● **EXERCISES TO COMPLETE**:
1 > Decide whether each statement agrees with the HR interview excerpt below. (a) The speaker says managers often fail to define what they need when hiring. (b) The speaker considers pet insurance enough on its own to keep employees. (c) The speaker can now use data to see how long people stay in their roles. For each statement, answer yes or no and quote the deciding words of the excerpt.
2 > Output the passage of the HR interview excerpt starting with "I can also look" and going on through "our hiring goals.", word for word.

+++ SELECTED EXCERPT

I think the most interesting thing about HR tech is that we finally have the data we need to make revenue-based decisions. Nowadays, I can look at my data and immediately know how long people stay in their roles. In this sense, I can predict exactly when I need to start talking to these individuals because they might receive other enticing offers from other employers.
I can also look at communities of practice (CoP) in better ways now. I think that the more systems that allow you to combine data, instead of you having to make the connections manually, the better decisions you’ll be able to make.
However, the one thing that worries me is that we might be losing the human part. Most companies at the moment are really invested in the hiring process: I think the major problem in this area is that the managers never really define what they need in the first place. In this sense, the amount of technology that you use isn’t really relevant if you don’t know what you’re looking for. So they dismiss candidates due to unrelated factors when they could actually have the potential for the job. I think data and tech can help, but our biases are stronger than all of them unless we are clear about our hiring goals.
CULTURED: What unpopular opinions about HR do you hold?
I think HR is getting overly-invested in the peripheral of things that we can offer rather than in the core: knowing your talent and how to make them better workers. With that said, we tend to focus on bonus stuff like the fertility benefits, for example, or pet insurance. I have a dog, so I’m excited by the prospect of pet insurance, but while these aspects are definitely relevant and provide value to the employees, they don’t keep employees if we don’t provide them with meaningful work, feedback and growth opportunities. To me, this means we should know our talent the best and that we should know how to influence our managers so that they make the best talent decisions.
Nurturing talent and building a team culture are the center of all things. However, we tend to lose sight of the goal and ultimately decide to focus on these peripherals to keep the employees happy on a surface level.
CULTURED: Thanks a lot for your time and insights, Rebecca!

++++++
+++ RECORDS SUPPLIED

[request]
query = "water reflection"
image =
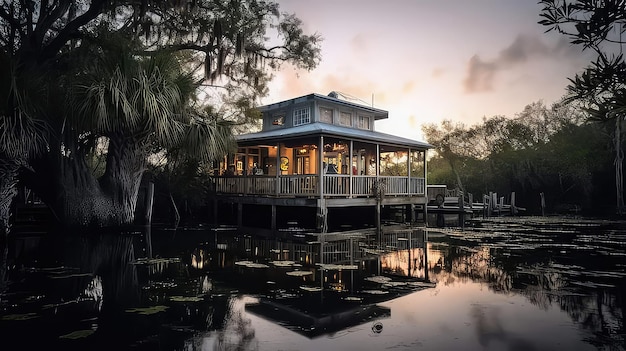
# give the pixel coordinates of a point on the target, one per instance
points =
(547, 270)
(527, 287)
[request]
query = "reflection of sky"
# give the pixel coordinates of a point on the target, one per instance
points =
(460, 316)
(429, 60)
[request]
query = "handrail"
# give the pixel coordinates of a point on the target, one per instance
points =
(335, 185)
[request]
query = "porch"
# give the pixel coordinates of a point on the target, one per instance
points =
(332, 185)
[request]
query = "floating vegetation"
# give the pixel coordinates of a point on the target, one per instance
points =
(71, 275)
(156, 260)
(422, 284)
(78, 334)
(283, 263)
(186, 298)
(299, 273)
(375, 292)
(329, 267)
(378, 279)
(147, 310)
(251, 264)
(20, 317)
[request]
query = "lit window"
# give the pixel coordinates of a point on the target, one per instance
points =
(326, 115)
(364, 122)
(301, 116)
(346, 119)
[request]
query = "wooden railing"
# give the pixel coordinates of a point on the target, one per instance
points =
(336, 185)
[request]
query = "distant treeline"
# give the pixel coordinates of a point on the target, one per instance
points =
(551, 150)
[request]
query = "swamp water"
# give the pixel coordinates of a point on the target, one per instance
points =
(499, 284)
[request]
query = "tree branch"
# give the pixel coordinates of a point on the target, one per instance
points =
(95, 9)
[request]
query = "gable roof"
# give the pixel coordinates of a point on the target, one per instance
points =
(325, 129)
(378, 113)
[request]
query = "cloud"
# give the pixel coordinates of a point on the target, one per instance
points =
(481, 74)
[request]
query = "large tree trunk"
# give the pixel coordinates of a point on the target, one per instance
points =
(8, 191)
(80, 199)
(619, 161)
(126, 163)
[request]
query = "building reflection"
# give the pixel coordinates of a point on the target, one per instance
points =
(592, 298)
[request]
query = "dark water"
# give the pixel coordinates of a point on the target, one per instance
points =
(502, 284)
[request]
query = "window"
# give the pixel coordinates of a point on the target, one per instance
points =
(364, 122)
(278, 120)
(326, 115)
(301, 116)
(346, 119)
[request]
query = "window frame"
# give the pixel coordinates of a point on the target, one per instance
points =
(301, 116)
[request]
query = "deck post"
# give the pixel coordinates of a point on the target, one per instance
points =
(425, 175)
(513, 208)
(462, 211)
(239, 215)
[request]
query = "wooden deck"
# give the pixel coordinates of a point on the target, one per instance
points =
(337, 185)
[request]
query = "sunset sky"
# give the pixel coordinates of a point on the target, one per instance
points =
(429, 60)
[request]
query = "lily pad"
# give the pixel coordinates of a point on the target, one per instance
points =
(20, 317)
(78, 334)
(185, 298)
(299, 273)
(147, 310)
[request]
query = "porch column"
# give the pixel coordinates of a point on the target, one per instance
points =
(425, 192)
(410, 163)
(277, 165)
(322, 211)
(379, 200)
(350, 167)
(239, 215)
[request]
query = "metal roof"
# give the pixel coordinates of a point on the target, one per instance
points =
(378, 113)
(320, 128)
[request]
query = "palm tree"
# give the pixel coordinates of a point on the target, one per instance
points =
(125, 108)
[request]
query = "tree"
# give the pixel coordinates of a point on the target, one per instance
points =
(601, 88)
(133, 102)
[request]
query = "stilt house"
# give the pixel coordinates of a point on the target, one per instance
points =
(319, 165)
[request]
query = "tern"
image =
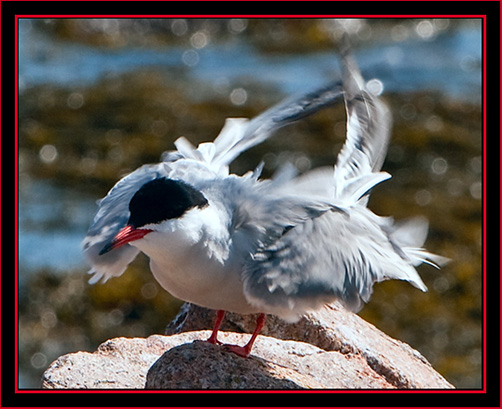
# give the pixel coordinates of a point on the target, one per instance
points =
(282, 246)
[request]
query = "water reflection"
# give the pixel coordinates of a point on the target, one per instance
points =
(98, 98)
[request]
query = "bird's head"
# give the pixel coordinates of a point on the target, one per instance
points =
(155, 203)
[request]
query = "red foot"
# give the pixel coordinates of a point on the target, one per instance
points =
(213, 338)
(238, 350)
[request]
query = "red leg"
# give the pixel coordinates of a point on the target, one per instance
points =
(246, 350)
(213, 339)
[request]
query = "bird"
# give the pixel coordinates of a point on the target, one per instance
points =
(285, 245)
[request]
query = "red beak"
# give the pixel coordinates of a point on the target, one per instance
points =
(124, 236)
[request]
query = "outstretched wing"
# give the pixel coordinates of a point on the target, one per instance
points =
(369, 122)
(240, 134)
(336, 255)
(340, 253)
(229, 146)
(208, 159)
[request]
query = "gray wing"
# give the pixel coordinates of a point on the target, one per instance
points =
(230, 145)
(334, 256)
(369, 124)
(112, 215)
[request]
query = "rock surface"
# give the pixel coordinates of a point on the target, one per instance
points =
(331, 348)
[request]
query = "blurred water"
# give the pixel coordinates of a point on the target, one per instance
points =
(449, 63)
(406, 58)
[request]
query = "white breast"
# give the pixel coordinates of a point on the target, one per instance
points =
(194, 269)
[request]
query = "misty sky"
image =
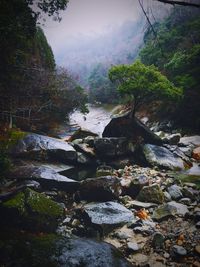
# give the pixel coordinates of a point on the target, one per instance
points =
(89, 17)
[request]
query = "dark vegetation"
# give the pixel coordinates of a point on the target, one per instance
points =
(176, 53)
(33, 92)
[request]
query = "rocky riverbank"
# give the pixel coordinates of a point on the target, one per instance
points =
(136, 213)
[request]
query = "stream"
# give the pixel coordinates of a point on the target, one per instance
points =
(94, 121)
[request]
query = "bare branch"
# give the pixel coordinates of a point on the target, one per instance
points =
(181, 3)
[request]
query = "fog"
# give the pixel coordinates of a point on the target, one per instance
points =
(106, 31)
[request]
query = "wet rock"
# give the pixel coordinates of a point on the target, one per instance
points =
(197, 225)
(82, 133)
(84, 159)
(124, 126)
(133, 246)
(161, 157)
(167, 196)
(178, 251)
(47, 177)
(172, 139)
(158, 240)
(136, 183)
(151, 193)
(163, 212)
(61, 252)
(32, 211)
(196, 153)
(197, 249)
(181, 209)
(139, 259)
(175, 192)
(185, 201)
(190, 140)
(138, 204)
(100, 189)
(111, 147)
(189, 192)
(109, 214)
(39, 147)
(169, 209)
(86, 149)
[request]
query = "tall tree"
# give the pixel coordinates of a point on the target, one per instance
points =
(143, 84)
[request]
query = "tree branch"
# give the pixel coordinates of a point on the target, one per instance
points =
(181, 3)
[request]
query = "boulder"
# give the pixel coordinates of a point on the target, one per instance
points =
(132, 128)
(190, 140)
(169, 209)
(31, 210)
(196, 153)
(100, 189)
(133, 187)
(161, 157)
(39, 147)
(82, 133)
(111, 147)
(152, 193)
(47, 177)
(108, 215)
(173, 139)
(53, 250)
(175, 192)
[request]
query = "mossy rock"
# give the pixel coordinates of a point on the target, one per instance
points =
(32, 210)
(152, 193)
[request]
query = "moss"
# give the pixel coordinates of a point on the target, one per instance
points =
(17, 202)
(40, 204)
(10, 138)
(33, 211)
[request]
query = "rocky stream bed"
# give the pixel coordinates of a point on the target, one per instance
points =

++++++

● **TASK SOLUTIONS**:
1 >
(a) Yes: "the managers never really define what they need in the first place"
(b) No: "they don’t keep employees if we don’t provide them with meaningful work, feedback and growth opportunities"
(c) Yes: "I can look at my data and immediately know how long people stay in their roles"

2 >
I can also look at communities of practice (CoP) in better ways now. I think that the more systems that allow you to combine data, instead of you having to make the connections manually, the better decisions you’ll be able to make.
However, the one thing that worries me is that we might be losing the human part. Most companies at the moment are really invested in the hiring process: I think the major problem in this area is that the managers never really define what they need in the first place. In this sense, the amount of technology that you use isn’t really relevant if you don’t know what you’re looking for. So they dismiss candidates due to unrelated factors when they could actually have the potential for the job. I think data and tech can help, but our biases are stronger than all of them unless we are clear about our hiring goals.